---------- MATERIAL SUPPLIED

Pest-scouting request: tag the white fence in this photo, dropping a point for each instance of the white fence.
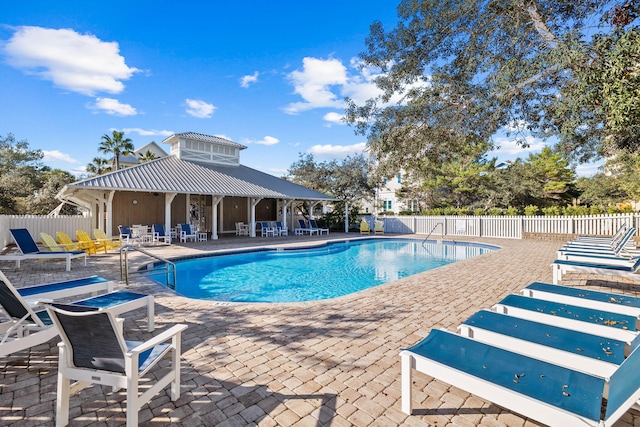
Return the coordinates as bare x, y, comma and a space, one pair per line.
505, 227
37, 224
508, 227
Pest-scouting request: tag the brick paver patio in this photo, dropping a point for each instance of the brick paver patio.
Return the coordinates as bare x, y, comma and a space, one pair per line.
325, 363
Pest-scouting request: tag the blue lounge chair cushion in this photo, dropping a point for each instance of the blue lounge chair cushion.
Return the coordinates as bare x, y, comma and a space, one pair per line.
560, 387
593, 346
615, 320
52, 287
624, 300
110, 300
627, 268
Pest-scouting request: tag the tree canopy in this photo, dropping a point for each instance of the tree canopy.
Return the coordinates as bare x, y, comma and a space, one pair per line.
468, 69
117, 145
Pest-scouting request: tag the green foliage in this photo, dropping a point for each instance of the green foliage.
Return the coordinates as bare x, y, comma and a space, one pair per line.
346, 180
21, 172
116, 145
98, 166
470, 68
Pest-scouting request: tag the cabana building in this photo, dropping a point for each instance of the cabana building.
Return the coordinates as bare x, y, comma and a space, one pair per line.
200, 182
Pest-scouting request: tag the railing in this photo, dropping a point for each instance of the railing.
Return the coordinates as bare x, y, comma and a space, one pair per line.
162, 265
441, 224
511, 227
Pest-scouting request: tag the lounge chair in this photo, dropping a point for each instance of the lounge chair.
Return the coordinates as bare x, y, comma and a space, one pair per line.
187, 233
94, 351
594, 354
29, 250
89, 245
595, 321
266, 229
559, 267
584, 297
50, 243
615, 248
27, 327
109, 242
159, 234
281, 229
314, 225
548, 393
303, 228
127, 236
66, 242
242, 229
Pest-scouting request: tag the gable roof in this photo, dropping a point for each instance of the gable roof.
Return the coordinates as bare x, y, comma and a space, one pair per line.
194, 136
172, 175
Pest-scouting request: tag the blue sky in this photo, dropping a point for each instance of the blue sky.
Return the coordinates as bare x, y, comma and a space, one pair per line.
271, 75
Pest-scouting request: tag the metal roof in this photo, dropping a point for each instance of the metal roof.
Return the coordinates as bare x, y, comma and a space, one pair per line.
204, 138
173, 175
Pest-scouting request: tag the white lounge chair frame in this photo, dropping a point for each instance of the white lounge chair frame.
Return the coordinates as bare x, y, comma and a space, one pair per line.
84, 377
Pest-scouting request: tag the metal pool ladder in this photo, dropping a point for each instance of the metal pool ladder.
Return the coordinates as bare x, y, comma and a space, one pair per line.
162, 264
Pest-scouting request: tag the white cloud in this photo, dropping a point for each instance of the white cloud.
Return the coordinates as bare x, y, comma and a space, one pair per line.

--------------------
---------- MATERIAL SUPPLIED

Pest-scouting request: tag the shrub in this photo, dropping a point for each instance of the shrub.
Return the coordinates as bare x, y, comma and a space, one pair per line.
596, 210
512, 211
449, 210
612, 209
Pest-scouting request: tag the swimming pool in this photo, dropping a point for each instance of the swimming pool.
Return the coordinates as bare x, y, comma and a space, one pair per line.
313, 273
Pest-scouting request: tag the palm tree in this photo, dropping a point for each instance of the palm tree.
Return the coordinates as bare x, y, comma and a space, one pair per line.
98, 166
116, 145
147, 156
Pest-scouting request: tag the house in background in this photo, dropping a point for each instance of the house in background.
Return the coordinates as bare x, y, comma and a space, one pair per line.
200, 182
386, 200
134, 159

--------------------

Count the lines in the entries above that contain the string "blue", treating uppercase and lowercase as different. Give only the number.

2